* _Your instructions_: Lines that include "platform" make up the answer; copy all of them from the data below.
--- START ---
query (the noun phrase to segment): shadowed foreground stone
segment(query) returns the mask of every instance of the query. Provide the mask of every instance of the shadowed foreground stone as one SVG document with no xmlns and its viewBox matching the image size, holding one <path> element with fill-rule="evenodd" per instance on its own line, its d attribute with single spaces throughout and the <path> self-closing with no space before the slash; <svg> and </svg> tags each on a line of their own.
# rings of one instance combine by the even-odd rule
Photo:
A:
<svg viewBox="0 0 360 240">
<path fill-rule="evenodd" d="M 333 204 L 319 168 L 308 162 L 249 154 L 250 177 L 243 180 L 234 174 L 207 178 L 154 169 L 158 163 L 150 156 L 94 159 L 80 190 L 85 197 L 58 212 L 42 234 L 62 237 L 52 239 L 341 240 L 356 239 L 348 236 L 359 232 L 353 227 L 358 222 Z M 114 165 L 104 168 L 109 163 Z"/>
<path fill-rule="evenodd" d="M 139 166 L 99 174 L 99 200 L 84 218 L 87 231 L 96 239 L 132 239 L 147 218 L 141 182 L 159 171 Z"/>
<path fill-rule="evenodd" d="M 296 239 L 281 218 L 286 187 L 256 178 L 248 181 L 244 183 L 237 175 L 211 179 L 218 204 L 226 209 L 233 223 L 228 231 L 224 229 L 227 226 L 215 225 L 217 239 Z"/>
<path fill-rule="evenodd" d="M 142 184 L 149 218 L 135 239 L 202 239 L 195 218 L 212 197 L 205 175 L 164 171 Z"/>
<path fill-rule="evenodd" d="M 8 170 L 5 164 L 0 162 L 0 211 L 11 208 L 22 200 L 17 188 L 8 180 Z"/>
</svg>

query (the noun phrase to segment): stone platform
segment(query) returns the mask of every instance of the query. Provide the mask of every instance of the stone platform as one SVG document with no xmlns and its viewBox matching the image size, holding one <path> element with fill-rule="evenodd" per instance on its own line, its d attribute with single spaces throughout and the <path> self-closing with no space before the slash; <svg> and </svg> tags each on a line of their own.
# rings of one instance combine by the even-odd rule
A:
--- END ---
* _Answer box_:
query (the noun phrase to segment): stone platform
segment(query) returns the mask of every instance of the query. Provide the mask of every instance of the stone platform as one SVG document with no xmlns and its viewBox matching the image size, holding one <path> element with fill-rule="evenodd" per instance on its own line, its d attribute with single spaces throughout and the <path> self-closing with no space before the slash; <svg> and </svg> tags each on a line of their own.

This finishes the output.